BEGIN MATERIAL PROVIDED

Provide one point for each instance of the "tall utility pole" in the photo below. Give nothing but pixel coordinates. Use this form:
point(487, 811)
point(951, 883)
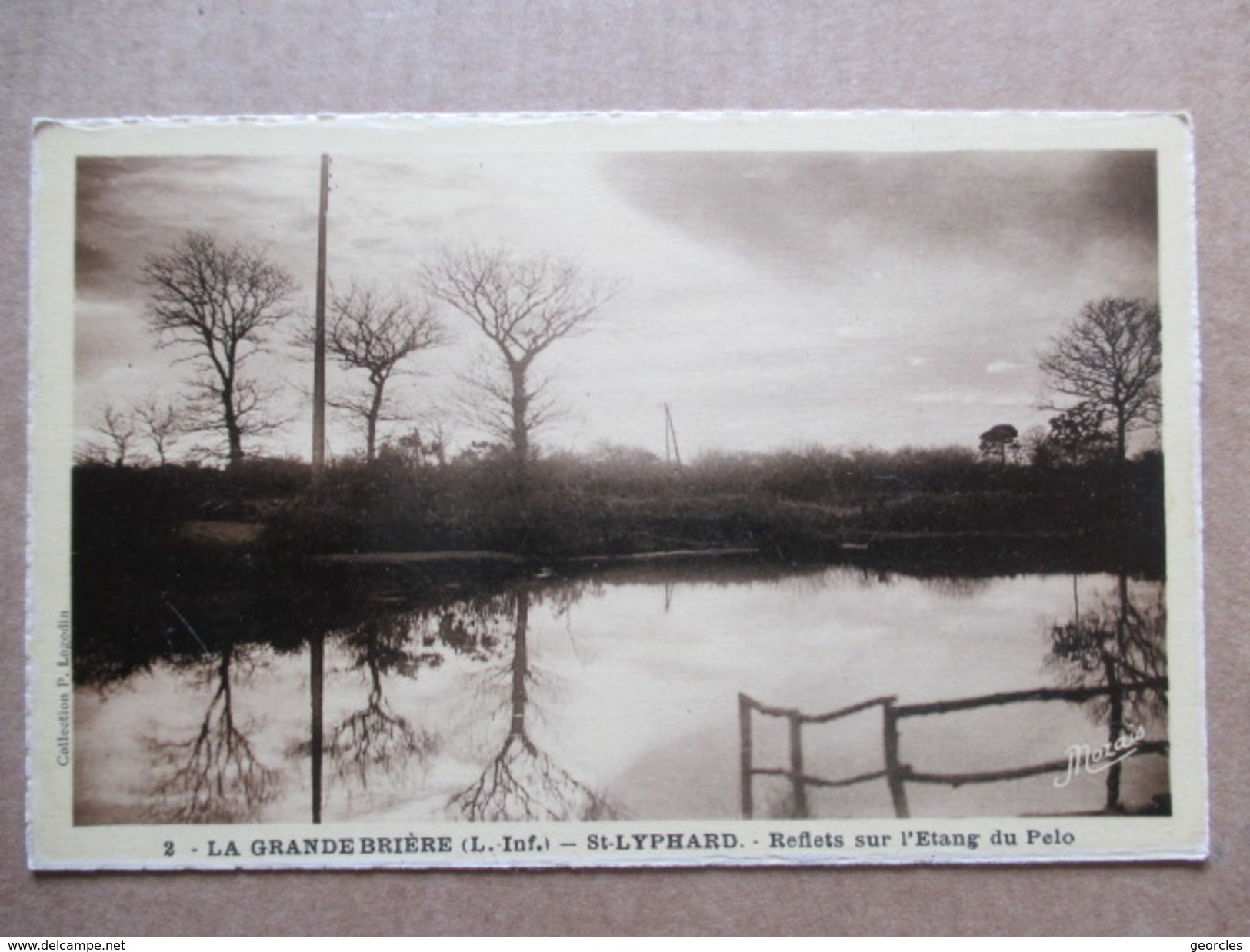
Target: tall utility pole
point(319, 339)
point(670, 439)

END MATERIAL PROVIDED
BEGIN MATERIAL PROVIDED

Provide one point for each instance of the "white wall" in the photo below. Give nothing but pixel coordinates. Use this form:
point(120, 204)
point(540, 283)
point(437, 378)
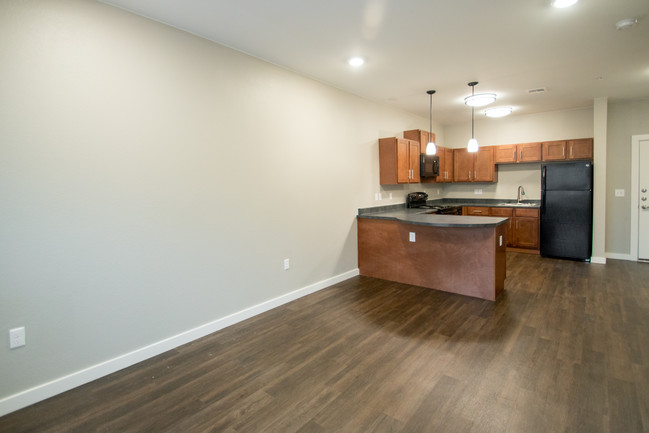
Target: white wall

END MATERIAL PROVIDED

If a line of the data above holds the string "wall", count it, then give only the final number.

EXERCISE SOLUTION:
2